- _TASK DIRECTIONS_: Count the lines in the data below that contain the string "trunk", and reply with that number alone.

- _EXERCISE INPUTS_:
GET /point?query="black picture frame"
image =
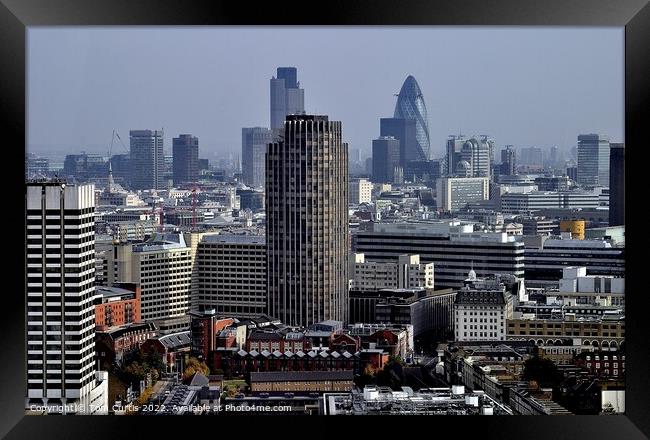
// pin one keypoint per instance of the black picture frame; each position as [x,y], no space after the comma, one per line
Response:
[634,15]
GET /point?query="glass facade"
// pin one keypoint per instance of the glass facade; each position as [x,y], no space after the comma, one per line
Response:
[410,105]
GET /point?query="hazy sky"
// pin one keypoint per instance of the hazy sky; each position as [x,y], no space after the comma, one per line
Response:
[535,86]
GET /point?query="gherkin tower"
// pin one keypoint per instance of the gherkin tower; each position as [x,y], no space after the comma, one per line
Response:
[410,105]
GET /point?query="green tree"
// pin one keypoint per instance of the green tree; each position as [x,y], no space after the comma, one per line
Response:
[542,371]
[194,366]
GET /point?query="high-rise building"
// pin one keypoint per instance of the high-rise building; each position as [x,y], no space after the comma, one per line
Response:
[360,191]
[147,159]
[617,184]
[287,98]
[60,291]
[410,105]
[385,159]
[37,167]
[593,160]
[163,268]
[477,152]
[307,222]
[454,193]
[185,151]
[508,161]
[404,130]
[531,156]
[232,275]
[253,150]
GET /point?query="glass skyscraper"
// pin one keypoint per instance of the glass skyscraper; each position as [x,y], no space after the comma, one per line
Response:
[410,105]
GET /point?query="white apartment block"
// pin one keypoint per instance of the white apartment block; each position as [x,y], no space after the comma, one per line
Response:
[360,191]
[60,291]
[406,273]
[232,275]
[163,268]
[480,314]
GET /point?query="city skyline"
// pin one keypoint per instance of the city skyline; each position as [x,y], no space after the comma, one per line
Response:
[78,87]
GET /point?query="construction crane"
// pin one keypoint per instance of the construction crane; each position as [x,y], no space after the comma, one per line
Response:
[194,209]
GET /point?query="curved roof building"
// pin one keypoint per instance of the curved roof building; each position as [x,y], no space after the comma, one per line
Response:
[410,105]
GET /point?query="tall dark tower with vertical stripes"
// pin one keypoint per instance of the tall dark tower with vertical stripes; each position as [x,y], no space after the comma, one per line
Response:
[307,222]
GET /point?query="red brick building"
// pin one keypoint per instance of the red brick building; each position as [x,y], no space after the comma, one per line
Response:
[111,345]
[602,364]
[205,326]
[120,305]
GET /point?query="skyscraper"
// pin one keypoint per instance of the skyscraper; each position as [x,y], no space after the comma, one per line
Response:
[60,290]
[185,151]
[404,130]
[385,159]
[307,222]
[617,184]
[410,105]
[508,158]
[147,159]
[593,160]
[476,152]
[287,98]
[454,148]
[253,150]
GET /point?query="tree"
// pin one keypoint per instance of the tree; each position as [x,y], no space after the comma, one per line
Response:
[194,366]
[542,371]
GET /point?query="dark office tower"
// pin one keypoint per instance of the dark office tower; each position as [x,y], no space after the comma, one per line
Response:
[410,105]
[147,159]
[404,130]
[385,159]
[454,153]
[617,184]
[307,222]
[593,160]
[121,166]
[572,173]
[287,98]
[185,151]
[60,290]
[508,161]
[253,151]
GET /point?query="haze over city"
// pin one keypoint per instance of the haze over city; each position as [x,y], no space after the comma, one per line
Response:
[521,86]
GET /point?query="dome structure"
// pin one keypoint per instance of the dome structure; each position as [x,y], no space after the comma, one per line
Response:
[410,105]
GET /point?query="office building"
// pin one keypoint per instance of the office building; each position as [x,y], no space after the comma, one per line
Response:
[481,310]
[385,159]
[531,156]
[538,225]
[477,152]
[232,275]
[508,161]
[405,273]
[454,193]
[452,247]
[37,167]
[410,105]
[307,222]
[185,151]
[162,266]
[546,258]
[360,191]
[287,98]
[147,159]
[253,153]
[593,160]
[617,184]
[526,203]
[404,130]
[60,258]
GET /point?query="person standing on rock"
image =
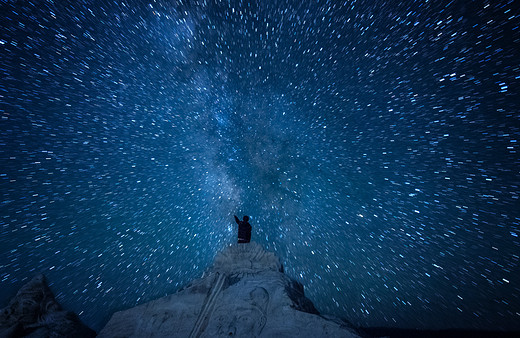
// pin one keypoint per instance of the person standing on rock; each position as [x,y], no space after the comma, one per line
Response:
[244,230]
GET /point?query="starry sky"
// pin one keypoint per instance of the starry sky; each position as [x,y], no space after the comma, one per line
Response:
[375,145]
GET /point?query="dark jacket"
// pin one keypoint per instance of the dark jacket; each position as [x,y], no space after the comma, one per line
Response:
[244,231]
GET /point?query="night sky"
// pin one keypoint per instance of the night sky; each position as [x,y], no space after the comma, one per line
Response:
[375,145]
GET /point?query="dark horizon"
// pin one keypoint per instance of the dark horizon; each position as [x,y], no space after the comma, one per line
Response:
[374,144]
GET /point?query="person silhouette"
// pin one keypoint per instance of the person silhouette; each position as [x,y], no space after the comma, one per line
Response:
[244,230]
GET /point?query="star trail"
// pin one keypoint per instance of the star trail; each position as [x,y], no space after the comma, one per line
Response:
[374,144]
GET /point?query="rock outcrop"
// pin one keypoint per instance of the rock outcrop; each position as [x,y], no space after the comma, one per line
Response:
[34,312]
[244,294]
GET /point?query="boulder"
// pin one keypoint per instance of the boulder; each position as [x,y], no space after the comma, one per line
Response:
[244,294]
[34,312]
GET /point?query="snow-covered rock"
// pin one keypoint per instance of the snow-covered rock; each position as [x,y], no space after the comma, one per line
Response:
[244,294]
[34,312]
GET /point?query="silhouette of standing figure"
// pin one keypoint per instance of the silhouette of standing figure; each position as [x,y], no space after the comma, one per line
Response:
[244,230]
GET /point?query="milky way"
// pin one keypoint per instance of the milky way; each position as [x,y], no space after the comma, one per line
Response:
[375,145]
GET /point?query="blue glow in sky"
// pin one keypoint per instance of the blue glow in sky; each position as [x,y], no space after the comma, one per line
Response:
[375,145]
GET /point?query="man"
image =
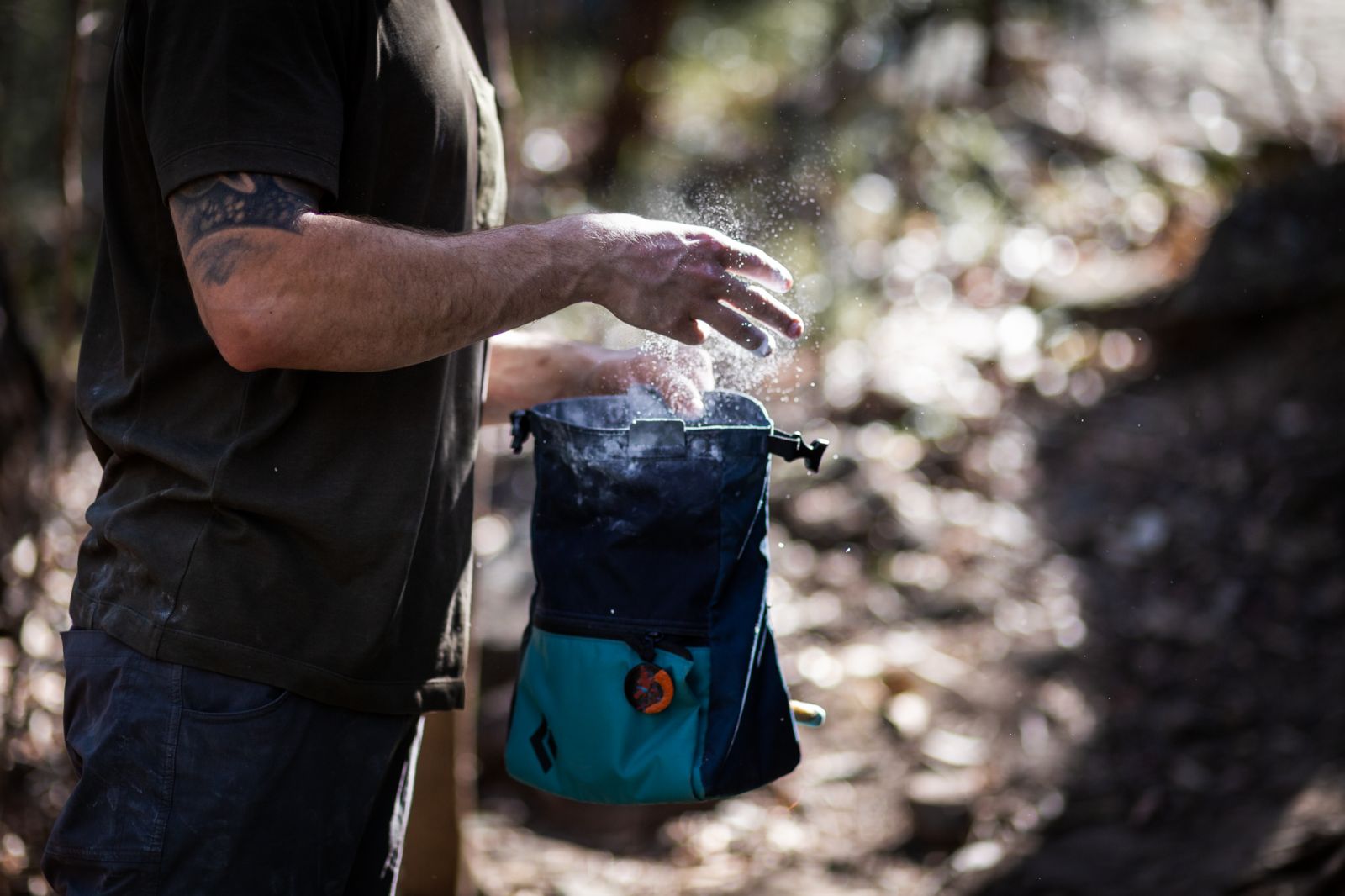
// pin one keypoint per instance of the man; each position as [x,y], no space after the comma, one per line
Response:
[282,374]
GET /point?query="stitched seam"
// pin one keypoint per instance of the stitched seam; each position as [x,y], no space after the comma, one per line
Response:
[214,508]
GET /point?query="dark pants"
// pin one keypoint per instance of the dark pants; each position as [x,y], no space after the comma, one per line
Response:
[195,783]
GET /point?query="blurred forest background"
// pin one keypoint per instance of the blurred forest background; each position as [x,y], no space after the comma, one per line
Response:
[1071,586]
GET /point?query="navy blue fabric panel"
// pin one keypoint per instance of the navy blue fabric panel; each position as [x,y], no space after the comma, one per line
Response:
[630,539]
[737,613]
[767,741]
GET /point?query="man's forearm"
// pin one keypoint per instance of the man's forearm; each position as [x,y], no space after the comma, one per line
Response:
[279,286]
[351,295]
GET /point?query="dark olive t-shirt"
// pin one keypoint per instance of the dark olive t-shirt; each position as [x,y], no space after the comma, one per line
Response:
[303,529]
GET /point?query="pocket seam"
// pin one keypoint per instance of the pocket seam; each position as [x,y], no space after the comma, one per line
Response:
[242,714]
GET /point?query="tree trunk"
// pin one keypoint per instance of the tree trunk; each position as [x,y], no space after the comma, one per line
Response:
[24,412]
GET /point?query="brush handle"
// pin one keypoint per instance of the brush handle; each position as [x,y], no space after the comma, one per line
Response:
[809,714]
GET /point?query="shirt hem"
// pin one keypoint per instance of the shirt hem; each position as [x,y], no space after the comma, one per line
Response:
[248,156]
[229,658]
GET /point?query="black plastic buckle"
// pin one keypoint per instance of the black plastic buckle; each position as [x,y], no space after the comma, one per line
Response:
[520,428]
[791,447]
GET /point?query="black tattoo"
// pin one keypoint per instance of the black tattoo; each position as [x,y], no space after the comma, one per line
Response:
[219,260]
[217,203]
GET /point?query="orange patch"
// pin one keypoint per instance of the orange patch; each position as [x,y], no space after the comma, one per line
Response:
[649,688]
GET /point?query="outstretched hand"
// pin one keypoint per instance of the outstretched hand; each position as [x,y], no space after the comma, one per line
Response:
[678,280]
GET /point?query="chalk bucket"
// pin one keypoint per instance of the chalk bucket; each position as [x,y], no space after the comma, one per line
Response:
[649,670]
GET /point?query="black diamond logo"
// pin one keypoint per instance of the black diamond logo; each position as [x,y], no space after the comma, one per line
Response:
[544,744]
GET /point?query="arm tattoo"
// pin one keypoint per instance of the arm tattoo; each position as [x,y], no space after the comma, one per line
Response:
[219,260]
[217,203]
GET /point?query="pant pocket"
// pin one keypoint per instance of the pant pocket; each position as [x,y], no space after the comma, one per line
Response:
[121,728]
[213,696]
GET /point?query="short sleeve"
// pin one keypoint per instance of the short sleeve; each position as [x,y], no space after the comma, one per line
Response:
[245,85]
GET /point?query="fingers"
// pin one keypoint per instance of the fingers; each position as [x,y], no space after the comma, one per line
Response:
[753,264]
[763,306]
[736,327]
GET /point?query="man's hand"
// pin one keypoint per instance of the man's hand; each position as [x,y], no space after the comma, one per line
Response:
[674,279]
[528,369]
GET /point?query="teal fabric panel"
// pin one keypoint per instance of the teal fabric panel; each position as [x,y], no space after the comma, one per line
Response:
[575,735]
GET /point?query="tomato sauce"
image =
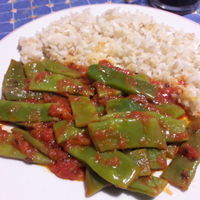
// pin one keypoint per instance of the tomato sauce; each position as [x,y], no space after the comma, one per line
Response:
[68,169]
[190,152]
[23,146]
[3,135]
[165,91]
[108,64]
[40,77]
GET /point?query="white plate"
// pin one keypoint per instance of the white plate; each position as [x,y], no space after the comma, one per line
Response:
[20,181]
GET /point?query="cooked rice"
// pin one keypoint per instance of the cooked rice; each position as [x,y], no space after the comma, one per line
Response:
[133,41]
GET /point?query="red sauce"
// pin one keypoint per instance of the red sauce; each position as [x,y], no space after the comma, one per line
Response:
[144,117]
[165,91]
[115,161]
[64,84]
[143,100]
[68,169]
[40,77]
[79,68]
[190,152]
[62,110]
[3,135]
[57,154]
[108,64]
[23,146]
[162,162]
[107,90]
[96,100]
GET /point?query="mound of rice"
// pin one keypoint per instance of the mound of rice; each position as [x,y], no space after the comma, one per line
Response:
[132,41]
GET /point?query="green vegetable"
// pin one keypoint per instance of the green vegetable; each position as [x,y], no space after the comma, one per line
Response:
[157,158]
[171,109]
[181,170]
[33,67]
[94,182]
[66,129]
[83,110]
[113,166]
[21,112]
[9,151]
[126,133]
[58,83]
[124,83]
[34,142]
[14,84]
[141,158]
[58,68]
[150,185]
[123,105]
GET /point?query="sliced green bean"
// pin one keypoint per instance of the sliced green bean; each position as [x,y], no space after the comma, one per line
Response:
[83,110]
[113,166]
[126,133]
[58,83]
[21,112]
[141,158]
[32,68]
[34,142]
[94,182]
[123,105]
[66,129]
[14,84]
[157,158]
[124,83]
[58,68]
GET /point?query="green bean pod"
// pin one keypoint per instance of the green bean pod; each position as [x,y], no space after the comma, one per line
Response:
[84,111]
[49,82]
[22,112]
[66,129]
[126,133]
[121,81]
[14,84]
[113,166]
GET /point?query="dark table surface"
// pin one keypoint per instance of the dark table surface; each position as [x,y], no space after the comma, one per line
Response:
[15,13]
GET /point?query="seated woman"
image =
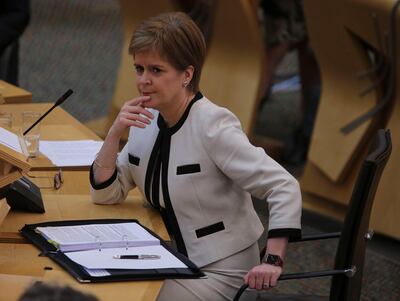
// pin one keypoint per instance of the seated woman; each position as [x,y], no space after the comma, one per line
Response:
[194,164]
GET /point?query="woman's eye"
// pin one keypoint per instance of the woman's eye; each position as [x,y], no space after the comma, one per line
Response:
[138,69]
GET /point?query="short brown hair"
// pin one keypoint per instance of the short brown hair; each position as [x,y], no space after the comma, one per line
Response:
[176,38]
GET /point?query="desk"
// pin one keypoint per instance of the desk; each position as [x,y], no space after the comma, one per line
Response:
[58,125]
[24,263]
[75,206]
[18,284]
[19,261]
[23,259]
[13,94]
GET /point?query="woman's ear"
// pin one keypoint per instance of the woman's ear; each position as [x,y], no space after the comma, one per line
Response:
[189,73]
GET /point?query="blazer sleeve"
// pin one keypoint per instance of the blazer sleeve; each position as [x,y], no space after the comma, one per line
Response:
[115,189]
[253,170]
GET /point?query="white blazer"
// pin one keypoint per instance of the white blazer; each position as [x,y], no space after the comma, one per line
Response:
[205,180]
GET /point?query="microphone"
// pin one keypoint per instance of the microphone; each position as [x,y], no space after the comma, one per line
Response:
[58,102]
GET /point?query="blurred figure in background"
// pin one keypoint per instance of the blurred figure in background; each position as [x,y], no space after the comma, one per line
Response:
[285,30]
[14,18]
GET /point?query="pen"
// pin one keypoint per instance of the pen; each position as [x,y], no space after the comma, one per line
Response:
[142,256]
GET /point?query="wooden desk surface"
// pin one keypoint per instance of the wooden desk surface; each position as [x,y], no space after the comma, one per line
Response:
[75,207]
[21,265]
[58,125]
[13,94]
[18,283]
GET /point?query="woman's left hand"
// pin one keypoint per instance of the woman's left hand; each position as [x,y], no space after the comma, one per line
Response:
[263,276]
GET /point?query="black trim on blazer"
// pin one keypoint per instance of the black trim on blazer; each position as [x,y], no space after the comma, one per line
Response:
[172,130]
[158,164]
[133,159]
[151,166]
[103,185]
[186,169]
[211,229]
[171,217]
[291,233]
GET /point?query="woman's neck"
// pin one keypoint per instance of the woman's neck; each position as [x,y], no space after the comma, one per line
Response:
[173,114]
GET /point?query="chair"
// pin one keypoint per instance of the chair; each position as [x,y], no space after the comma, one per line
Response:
[349,261]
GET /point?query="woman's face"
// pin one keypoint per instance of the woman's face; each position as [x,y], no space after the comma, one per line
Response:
[158,79]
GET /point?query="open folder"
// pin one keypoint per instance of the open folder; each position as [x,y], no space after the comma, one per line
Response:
[105,250]
[12,162]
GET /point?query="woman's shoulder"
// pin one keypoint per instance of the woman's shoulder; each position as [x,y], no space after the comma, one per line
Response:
[212,115]
[210,110]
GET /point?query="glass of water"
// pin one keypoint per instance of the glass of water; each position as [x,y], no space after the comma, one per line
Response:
[32,138]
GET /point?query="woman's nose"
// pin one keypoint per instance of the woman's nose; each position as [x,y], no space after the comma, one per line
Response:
[144,79]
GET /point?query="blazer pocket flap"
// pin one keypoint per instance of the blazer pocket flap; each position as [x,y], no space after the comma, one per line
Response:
[211,229]
[134,160]
[186,169]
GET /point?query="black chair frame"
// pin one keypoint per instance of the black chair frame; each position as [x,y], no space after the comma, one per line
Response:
[349,261]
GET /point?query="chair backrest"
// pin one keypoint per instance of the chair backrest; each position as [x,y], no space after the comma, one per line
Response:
[352,243]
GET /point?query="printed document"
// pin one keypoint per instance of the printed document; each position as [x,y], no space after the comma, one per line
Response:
[97,236]
[104,259]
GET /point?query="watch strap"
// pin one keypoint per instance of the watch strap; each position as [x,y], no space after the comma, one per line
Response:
[273,259]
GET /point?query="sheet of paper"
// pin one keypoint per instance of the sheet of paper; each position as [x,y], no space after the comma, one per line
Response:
[70,153]
[98,236]
[104,259]
[10,139]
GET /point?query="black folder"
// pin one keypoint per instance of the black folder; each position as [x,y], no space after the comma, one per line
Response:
[80,274]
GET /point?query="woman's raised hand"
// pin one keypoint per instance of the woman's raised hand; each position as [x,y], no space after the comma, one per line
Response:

- _COMPLETED TASK_: 2